Source records:
▶

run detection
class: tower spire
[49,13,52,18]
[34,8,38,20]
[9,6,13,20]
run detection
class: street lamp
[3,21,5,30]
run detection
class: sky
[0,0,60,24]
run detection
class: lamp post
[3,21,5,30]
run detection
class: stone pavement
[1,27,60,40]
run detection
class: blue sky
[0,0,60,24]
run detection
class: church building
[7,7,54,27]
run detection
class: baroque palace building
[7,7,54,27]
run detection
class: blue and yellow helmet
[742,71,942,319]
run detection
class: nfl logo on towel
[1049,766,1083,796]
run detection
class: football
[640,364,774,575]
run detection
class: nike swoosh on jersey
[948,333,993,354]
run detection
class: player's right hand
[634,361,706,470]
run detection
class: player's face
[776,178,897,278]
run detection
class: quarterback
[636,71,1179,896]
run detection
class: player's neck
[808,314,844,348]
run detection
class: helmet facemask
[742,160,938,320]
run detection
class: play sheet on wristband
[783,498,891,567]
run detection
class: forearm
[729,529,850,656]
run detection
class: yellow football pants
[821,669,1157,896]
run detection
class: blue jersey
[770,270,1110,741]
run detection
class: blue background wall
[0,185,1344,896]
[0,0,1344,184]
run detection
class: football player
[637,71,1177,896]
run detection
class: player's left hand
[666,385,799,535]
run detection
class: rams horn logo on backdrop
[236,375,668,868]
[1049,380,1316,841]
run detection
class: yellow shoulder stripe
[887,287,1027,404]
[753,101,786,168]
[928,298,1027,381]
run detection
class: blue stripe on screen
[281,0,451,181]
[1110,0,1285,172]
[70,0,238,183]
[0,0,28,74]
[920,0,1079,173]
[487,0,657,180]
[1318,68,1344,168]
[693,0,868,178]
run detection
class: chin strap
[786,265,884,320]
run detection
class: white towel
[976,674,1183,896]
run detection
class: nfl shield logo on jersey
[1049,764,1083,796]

◀

● **SHORT PROBLEM**
Rewrite the material from its first line through the line containing "[640,364,774,575]", changing each "class" to "category" and leaving everything else untouched.

● **PROBLEM SOLUTION**
run detection
category: tower spire
[49,13,52,18]
[34,8,38,20]
[9,6,13,20]
run detection
category: street lamp
[3,21,5,30]
run detection
category: sky
[0,0,60,24]
run detection
category: lamp post
[3,21,5,30]
run detection
category: stone pavement
[1,27,60,40]
run detection
category: blue sky
[0,0,60,24]
run detection
category: church building
[7,7,54,27]
run detection
category: baroque palace building
[7,7,54,27]
run detection
category: blue and yellow helmet
[742,71,942,319]
run detection
category: nfl logo on towel
[1049,766,1083,796]
run detection
category: football
[640,364,774,575]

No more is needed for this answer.